(Referring expression data)
+++

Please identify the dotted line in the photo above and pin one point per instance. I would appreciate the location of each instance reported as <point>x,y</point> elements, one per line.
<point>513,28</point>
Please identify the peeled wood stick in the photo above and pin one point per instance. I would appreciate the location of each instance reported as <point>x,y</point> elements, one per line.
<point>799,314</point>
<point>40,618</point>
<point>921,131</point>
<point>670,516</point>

+++

*INSTRUCTIONS FOR THE TASK:*
Transcribe all entries word for word.

*SOLUTION FOR THIS TASK:*
Please identify the dotted line in the photo above and pin one point per instance. I would appreciate the location of each instance reported as <point>x,y</point> elements, one per line.
<point>513,28</point>
Please identify the peeled wood stick in the photo above and pin one point per instance. I would appreciate the location of each instance reported as <point>x,y</point> elements, one per line.
<point>799,314</point>
<point>40,618</point>
<point>921,131</point>
<point>670,516</point>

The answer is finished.